Copy out exactly the lines from the line containing "of the bare" to the end of the listing.

- Data to process -
++++++

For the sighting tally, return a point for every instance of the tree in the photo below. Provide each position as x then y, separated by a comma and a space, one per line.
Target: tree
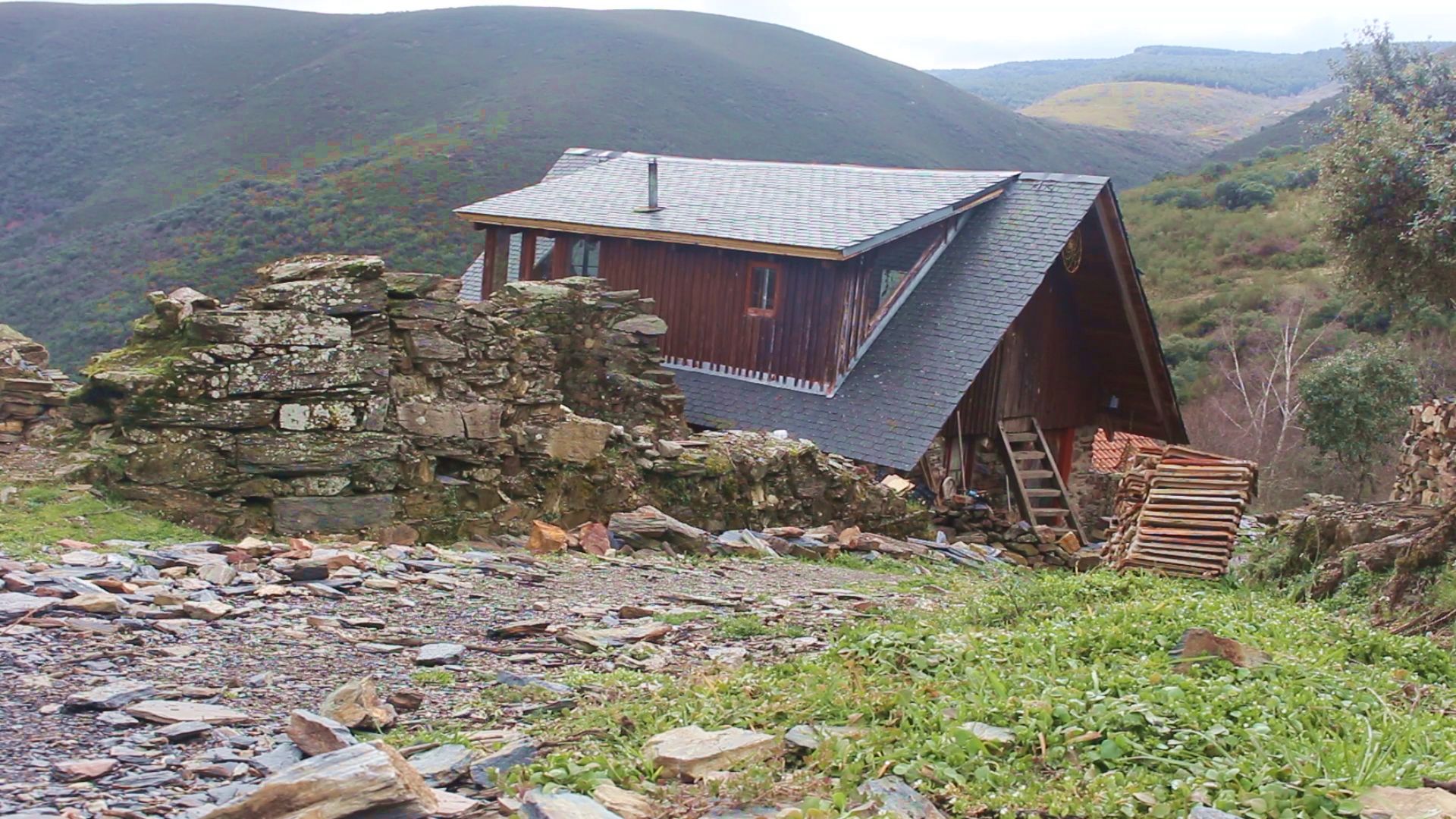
1389, 171
1353, 406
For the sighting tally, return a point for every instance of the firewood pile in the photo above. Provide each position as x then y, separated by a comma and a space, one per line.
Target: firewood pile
1426, 471
1178, 509
28, 387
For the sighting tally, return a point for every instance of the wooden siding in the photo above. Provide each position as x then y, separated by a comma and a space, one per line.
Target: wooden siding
1040, 368
1068, 353
704, 297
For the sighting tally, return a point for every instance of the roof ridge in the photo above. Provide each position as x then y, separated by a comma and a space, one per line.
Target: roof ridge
816, 165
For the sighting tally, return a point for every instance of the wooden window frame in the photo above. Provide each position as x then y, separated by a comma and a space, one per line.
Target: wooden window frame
585, 246
748, 295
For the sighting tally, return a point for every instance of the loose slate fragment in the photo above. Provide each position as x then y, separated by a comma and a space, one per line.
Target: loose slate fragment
109, 697
169, 711
692, 752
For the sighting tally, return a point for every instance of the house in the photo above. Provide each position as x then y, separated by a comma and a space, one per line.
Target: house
908, 318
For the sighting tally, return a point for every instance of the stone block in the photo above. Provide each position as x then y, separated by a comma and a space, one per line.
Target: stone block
270, 327
329, 297
318, 452
346, 513
577, 439
329, 368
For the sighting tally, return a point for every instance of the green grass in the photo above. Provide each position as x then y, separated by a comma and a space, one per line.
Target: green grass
679, 618
1078, 668
433, 676
287, 133
42, 515
1210, 114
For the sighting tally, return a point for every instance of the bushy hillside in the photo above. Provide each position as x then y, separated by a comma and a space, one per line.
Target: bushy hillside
1210, 115
127, 130
1245, 302
1251, 72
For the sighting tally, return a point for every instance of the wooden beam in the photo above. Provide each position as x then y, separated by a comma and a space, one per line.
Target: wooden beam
492, 238
658, 237
1134, 306
561, 256
528, 256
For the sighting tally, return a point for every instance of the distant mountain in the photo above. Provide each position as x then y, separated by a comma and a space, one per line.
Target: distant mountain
1018, 85
149, 146
1210, 115
1302, 129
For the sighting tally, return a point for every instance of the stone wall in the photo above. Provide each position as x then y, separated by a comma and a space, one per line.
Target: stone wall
340, 397
30, 390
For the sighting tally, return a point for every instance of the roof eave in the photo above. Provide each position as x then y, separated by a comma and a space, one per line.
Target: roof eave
830, 254
487, 221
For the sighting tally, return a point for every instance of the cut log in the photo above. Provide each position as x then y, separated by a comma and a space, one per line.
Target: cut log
360, 780
648, 523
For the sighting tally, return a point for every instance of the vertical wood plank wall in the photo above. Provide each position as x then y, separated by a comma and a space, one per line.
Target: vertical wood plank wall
702, 293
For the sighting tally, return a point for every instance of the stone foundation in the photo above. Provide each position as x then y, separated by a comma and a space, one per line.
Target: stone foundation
30, 390
338, 397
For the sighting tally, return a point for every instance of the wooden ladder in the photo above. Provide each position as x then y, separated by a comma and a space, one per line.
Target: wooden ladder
1040, 490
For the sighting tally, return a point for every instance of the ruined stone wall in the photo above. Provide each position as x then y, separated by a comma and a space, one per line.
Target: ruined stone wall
30, 390
340, 397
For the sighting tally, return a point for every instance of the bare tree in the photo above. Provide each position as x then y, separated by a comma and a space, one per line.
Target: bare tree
1258, 400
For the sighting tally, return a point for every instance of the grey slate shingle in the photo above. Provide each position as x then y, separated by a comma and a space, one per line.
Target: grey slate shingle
829, 207
570, 162
892, 406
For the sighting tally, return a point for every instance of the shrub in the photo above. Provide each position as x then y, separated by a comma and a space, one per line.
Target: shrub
1241, 194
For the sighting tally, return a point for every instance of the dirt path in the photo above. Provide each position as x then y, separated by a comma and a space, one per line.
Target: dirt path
274, 654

++++++

- The response -
For the sighting tally, return a point for every instance of the bare tree in the photo above. Provide each position as x then y, separated by a comma and a space, one per line.
Target: bare tree
1258, 400
For the sighting tally, return a point for every instance of the grey slate shingle in the photo above. Provide each position as x then y, separated by a comma and a space, one per line.
Target: grey slate shingle
829, 207
570, 162
892, 406
For the sighting tally, return a point for every instance of the shrub in the photo above. Provide each position as x then y, separated by a comma and a space, one per line.
Target: shrub
1241, 194
For the sighting tally, return a point for every instance of the dirt path in the photo above. Provide each position as x then y, separated by a comma and a space, one per line.
Target: dirt path
274, 654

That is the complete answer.